*Directions*: Print the items below verbatim, line for line, with nothing left out or changed.

*Records supplied*:
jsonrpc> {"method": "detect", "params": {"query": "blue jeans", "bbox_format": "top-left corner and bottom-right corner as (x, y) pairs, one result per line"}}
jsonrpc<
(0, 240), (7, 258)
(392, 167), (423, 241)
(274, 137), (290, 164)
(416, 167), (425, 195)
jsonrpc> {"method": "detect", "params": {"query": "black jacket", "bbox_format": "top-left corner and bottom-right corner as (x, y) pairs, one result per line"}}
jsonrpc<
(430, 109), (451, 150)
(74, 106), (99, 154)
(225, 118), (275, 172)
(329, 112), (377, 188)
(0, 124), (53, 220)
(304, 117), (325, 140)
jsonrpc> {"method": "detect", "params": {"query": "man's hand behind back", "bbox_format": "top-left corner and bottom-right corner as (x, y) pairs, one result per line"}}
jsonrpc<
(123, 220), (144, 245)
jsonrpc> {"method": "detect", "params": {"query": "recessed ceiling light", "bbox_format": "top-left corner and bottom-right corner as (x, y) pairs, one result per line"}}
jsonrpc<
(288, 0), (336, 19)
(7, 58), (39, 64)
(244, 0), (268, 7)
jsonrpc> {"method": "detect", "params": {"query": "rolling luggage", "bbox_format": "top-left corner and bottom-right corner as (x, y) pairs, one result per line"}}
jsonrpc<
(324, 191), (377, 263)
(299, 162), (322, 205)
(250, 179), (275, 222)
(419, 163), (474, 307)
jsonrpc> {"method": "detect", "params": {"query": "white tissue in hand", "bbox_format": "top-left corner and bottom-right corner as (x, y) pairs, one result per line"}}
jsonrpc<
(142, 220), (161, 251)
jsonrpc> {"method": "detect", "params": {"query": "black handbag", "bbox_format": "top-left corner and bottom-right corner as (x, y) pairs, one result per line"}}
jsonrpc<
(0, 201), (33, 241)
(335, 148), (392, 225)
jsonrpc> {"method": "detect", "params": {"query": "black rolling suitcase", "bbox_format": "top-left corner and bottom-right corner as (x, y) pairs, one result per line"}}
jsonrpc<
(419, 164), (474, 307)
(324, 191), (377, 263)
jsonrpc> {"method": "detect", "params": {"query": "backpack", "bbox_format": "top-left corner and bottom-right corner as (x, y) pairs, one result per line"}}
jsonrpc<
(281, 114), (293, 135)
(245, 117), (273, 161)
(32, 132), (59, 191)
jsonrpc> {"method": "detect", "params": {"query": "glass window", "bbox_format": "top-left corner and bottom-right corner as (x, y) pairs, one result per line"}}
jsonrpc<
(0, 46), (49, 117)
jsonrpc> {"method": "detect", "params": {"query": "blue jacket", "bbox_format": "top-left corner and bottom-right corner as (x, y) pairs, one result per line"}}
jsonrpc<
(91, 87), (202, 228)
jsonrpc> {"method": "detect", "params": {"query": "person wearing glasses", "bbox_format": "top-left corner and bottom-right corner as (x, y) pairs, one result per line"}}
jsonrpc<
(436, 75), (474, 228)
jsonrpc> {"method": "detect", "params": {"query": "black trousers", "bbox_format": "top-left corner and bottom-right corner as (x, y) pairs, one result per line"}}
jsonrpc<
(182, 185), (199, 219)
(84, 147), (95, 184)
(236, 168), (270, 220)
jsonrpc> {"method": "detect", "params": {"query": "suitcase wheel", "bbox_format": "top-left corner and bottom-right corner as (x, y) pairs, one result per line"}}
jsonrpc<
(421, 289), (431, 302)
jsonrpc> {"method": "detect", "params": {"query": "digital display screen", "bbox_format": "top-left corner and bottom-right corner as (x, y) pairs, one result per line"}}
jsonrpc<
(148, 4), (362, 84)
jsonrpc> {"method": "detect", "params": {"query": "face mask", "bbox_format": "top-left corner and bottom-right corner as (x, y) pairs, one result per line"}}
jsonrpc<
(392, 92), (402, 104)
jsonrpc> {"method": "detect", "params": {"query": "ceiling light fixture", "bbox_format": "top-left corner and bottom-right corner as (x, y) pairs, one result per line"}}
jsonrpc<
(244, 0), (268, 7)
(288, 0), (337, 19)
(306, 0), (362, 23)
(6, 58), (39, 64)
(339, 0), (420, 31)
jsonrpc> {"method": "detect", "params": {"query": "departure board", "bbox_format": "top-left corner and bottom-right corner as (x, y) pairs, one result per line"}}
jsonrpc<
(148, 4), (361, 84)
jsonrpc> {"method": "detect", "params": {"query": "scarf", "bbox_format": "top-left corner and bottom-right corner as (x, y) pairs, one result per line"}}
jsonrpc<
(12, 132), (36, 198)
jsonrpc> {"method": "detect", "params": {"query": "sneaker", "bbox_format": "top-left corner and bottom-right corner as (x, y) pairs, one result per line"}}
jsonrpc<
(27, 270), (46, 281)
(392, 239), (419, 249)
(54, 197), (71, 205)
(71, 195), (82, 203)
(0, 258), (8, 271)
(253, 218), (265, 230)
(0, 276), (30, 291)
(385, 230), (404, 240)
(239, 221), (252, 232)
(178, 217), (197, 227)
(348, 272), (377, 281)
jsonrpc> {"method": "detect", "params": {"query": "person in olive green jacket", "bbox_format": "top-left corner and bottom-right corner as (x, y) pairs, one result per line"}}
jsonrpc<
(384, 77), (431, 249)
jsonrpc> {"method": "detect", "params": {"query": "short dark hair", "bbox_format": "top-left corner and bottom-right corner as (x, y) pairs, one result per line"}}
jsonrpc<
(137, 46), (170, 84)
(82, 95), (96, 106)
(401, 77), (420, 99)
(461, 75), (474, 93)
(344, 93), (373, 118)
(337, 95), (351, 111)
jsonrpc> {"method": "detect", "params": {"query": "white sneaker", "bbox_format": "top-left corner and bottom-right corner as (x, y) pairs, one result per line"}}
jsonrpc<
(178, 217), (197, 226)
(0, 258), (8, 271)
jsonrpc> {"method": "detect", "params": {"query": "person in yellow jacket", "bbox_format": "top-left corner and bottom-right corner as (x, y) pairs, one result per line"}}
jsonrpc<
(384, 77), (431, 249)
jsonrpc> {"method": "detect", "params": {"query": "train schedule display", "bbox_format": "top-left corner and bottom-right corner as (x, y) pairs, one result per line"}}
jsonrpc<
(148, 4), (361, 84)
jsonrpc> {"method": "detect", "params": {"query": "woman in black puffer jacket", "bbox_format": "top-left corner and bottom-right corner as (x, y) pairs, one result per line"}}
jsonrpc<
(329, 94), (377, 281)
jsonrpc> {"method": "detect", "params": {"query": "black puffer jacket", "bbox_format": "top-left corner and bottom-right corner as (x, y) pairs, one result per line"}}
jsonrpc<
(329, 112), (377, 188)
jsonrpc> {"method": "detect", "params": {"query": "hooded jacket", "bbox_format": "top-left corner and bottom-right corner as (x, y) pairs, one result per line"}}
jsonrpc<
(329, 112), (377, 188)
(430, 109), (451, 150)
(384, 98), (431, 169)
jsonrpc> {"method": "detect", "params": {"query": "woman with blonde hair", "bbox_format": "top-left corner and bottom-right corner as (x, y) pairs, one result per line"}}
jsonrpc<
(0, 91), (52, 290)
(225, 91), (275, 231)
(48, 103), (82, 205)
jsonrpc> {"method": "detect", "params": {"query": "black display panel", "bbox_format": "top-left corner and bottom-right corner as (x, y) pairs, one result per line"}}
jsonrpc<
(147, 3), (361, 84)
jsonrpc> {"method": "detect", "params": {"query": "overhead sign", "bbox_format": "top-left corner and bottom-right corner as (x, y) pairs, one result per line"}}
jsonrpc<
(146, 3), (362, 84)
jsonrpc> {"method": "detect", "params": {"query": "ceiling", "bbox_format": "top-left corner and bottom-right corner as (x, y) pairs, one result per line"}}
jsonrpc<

*Result of this task*:
jsonrpc> {"method": "detect", "params": {"query": "blue jeans", "bbox_format": "top-left corner and bottom-right corner as (x, y) pairs, one result per line"}}
jsonrpc<
(0, 240), (7, 258)
(392, 167), (423, 241)
(274, 137), (290, 164)
(416, 167), (425, 195)
jsonrpc> {"method": "detect", "params": {"query": "black jacket", "bbox_format": "top-left corner and bottom-right corner as (x, y) pairs, one result per line"}}
jsonrpc<
(430, 109), (451, 150)
(74, 106), (99, 154)
(225, 118), (275, 172)
(329, 112), (377, 188)
(0, 124), (53, 220)
(304, 117), (325, 140)
jsonrpc> {"method": "detect", "params": {"query": "man's hand behind back", "bbox_format": "top-left corner and bottom-right corner as (x, y) pairs, one result per line"}}
jsonrpc<
(123, 220), (144, 245)
jsonrpc> {"method": "detect", "params": {"query": "recessed ceiling light", "bbox_format": "top-left corner and bottom-right corner as (x, y) pairs, one result per line"}}
jsonrpc<
(288, 0), (336, 19)
(7, 58), (39, 64)
(244, 0), (268, 7)
jsonrpc> {"method": "detect", "params": {"query": "rolling luggage", "bbox_format": "top-left corner and bottom-right corner as (x, y) pairs, one result per line"}}
jsonrpc<
(324, 191), (377, 263)
(299, 162), (322, 205)
(250, 179), (275, 222)
(419, 163), (474, 307)
jsonrpc> {"method": "detect", "params": {"query": "white tissue in hand", "bbox_format": "top-left corner and bottom-right corner as (x, y) pairs, one result per line"}}
jsonrpc<
(142, 220), (161, 251)
jsonrpc> {"method": "detect", "params": {"query": "black handbag", "bbox_format": "top-left corner and bottom-right corner as (x, y) pairs, one result per line"}}
jsonrpc<
(0, 201), (33, 241)
(335, 148), (392, 225)
jsonrpc> {"method": "detect", "params": {"query": "black rolling suitcase", "bbox_format": "top-left corner and bottom-right corner as (x, y) pairs, one result per line"}}
jsonrpc<
(419, 164), (474, 307)
(324, 191), (377, 263)
jsonrpc> {"method": "detect", "params": {"query": "backpack", "bbox_format": "top-left corner and bottom-right corner as (x, y) pairs, one result per line"}}
jsonrpc<
(281, 114), (293, 135)
(245, 117), (273, 161)
(32, 132), (59, 191)
jsonrpc> {"method": "detect", "params": {"query": "glass window", "bbox_format": "top-left corner and bottom-right corner as (x, y) pairs, one result per line"}}
jsonrpc<
(0, 46), (49, 117)
jsonrpc> {"method": "detect", "params": {"query": "blue jacket", "bbox_format": "top-left corner and bottom-right corner as (x, y) pairs, one result per line"}}
jsonrpc<
(91, 87), (202, 228)
jsonrpc> {"method": "detect", "params": {"query": "person wearing glasses", "bbox_format": "top-left corner and bottom-right corner as (x, y) pairs, one result per line"}}
jsonrpc<
(436, 75), (474, 228)
jsonrpc> {"method": "detect", "params": {"query": "black trousers", "bbox_format": "top-left corner and bottom-right corner as (x, y) pairs, one result per line"}}
jsonrpc<
(182, 185), (199, 219)
(84, 147), (95, 184)
(236, 168), (270, 220)
jsonrpc> {"method": "detect", "params": {"query": "suitcase wheel", "bbox_format": "top-left corner and bottom-right corner as (x, y) pairs, one result per line"}}
jsonrpc<
(421, 289), (431, 302)
jsonrpc> {"method": "detect", "params": {"query": "digital display screen", "bbox_format": "top-left corner and bottom-right corner as (x, y) pairs, one result per line"}}
jsonrpc<
(148, 4), (362, 84)
jsonrpc> {"method": "detect", "params": {"query": "face mask", "bbox_format": "top-left corner and bottom-right corner as (x, y) pairs, one result per line"}}
jsonrpc<
(392, 92), (402, 104)
jsonrpc> {"method": "detect", "params": {"query": "ceiling light fixture", "bbox_format": "top-left corner and bottom-right corner as (x, y) pairs, one result per line"}}
jsonrpc<
(244, 0), (268, 7)
(288, 0), (337, 19)
(306, 0), (362, 23)
(6, 58), (39, 64)
(339, 0), (420, 31)
jsonrpc> {"method": "detect", "params": {"query": "departure board", "bbox_format": "top-left corner and bottom-right corner as (x, y) pairs, one result per line"}}
jsonrpc<
(148, 4), (361, 84)
jsonrpc> {"method": "detect", "params": {"query": "scarf", "bbox_format": "top-left corner and bottom-right corner as (x, y) pairs, one result per line"}}
jsonrpc<
(12, 132), (36, 198)
jsonrpc> {"method": "detect", "params": {"query": "sneaker", "bbox_format": "top-left corner and bottom-right corner as (x, y) pairs, one result per line"}}
jsonrpc<
(27, 270), (46, 281)
(392, 239), (419, 249)
(54, 197), (71, 205)
(71, 195), (82, 203)
(0, 258), (8, 271)
(253, 218), (265, 230)
(0, 276), (30, 291)
(385, 230), (404, 240)
(239, 221), (252, 232)
(178, 217), (197, 227)
(348, 272), (377, 281)
jsonrpc> {"method": "detect", "params": {"query": "person in olive green jacket", "bbox_format": "top-left corner and bottom-right corner as (x, y) pairs, one result per line"}}
jsonrpc<
(384, 77), (431, 249)
jsonrpc> {"method": "detect", "params": {"query": "short dark hair", "bbox_format": "top-left corner and bottom-right corner as (x, y) pairs, one result per line"}}
jsonrpc<
(137, 46), (170, 84)
(82, 95), (96, 106)
(401, 77), (420, 99)
(461, 75), (474, 93)
(344, 93), (373, 118)
(337, 95), (351, 111)
jsonrpc> {"method": "detect", "params": {"query": "white sneaker", "bbox_format": "top-left corner and bottom-right corner as (x, y) pairs, one result per line"}}
jsonrpc<
(178, 217), (197, 226)
(0, 258), (8, 271)
jsonrpc> {"method": "detect", "params": {"query": "person in yellow jacket", "bbox_format": "top-left corner and bottom-right corner as (x, y) pairs, one result per line"}}
jsonrpc<
(384, 77), (431, 249)
jsonrpc> {"method": "detect", "params": {"query": "train schedule display", "bbox_format": "top-left corner and bottom-right corner as (x, y) pairs, one result per line"}}
jsonrpc<
(148, 4), (361, 84)
jsonrpc> {"method": "detect", "params": {"query": "woman in black puffer jacket", "bbox_format": "top-left corner and bottom-right corner as (x, y) pairs, one result per line"}}
jsonrpc<
(329, 94), (377, 281)
jsonrpc> {"method": "detect", "params": {"query": "black puffer jacket", "bbox_format": "top-left corner and bottom-right corner as (x, y) pairs, one result per line"}}
jsonrpc<
(329, 112), (377, 188)
jsonrpc> {"method": "detect", "params": {"query": "hooded jacket", "bbox_format": "top-left corner and bottom-right corner as (x, y) pairs, one result per line"}}
jsonrpc<
(329, 112), (377, 188)
(430, 109), (451, 150)
(384, 98), (431, 169)
jsonrpc> {"method": "detect", "params": {"query": "woman with blonde hair", "bbox_format": "top-left corner and bottom-right corner as (x, y) pairs, one result per line"}}
jsonrpc<
(0, 91), (52, 290)
(225, 91), (275, 231)
(48, 103), (82, 205)
jsonrpc> {"method": "detect", "params": {"query": "black display panel", "bbox_format": "top-left corner and bottom-right corner as (x, y) pairs, one result per line"}}
jsonrpc<
(147, 3), (361, 84)
jsonrpc> {"method": "detect", "params": {"query": "overhead sign", "bbox_format": "top-left corner and bottom-right corner as (x, y) pairs, one result per line"}}
jsonrpc<
(146, 3), (362, 84)
jsonrpc> {"method": "detect", "params": {"query": "ceiling", "bbox_format": "top-left corner and bottom-right corner as (x, y) pairs, one result per line"}}
jsonrpc<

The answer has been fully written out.